TD demands analysis of feedlot impact on beef prices

The dramatic increase in factory feedlots in recent years “is a certain factor” in the poor beef prices farmers receive, claims Deputy Matt Carthy.

The Sinn Féin spokesperson on Agriculture has written to Minister Charlie McConalogue requesting the department carry out a comprehensive analysis of the impacts of factory-owned feedlots in the market, including their impacts on prices and the environment.

In response to a parliamentary question, it was revealed to Deputy Matt Carthy that the number of slaughtered cattle at Controlled Finishing Units (CFUs) had increased by over 34% between 2015 and 2020. Deputy Carthy interprets CFU as the term the department use for factory feedlots. The Department cautions that the term is used in the context of the Bovine TB Eradication Programme, adding: “This definition is unique to that programme and does not necessarily mirror the use of the term “feedlot” by the public and/or other institutions”.

Stagnating

“The intervention of factory feedlot cattle is a certain significant factor in the stagnating beef prices received by farmers,” said Deputy Carthy.

He queried the Department’s figure of 295,000 for 2018, noting “contemporary reporting compiled independently” placed the figure in excess of 315,000.

“This discrepancy needs to be explained,” he insisted. “But, regardless, what the Department’s own figures do indicate is an increase of over 33% since 2015.

▶ RECORDED DATA:

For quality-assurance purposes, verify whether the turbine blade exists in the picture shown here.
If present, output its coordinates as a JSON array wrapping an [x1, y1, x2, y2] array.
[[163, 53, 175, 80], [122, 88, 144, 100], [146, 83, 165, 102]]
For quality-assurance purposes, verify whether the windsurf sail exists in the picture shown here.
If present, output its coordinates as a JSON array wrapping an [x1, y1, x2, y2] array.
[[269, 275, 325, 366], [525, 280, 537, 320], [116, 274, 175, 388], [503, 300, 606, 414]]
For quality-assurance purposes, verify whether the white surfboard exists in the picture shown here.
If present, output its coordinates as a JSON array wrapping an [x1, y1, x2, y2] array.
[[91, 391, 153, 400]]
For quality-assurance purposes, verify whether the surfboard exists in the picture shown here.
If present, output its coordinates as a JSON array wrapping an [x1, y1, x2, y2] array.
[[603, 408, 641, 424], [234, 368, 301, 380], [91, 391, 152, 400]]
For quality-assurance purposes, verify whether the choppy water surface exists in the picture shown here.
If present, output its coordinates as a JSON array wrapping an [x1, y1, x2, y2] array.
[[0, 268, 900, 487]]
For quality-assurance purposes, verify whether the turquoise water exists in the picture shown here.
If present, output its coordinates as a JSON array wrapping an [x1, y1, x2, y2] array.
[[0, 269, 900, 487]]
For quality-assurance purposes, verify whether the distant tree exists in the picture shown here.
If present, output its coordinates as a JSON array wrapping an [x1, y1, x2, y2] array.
---
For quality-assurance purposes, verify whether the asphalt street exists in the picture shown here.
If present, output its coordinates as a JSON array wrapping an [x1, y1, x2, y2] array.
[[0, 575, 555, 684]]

▶ TASK REQUIREMENTS:
Continue the article on factory feedlots and beef prices from its last sentence.

▶ ANSWER SPACE:
“The meat industry has been telling farmers since the onset of Covid-19, that demand in the hospitality sector has been ‘decimated’ with retail increases not sufficient to offset the effect. They should also explain why, in that case, feedlot slaughter figures for the first two months of 2021 were comparable to 2020.

“Unfortunately, the government have never carried out a comprehensive analysis of the element in meat production, including its impact on prices and its environmental affects.”

He claimed the growth of factory feedlots presents “an existential threat” to Irish beef.

“Consumers all over the world purchase Irish beef on the back of the image of the farmer in the field alongside their cows and calves. But, if the proportion of beef being produced in this country coming from factory feedlots continues to grow then so too will that image.”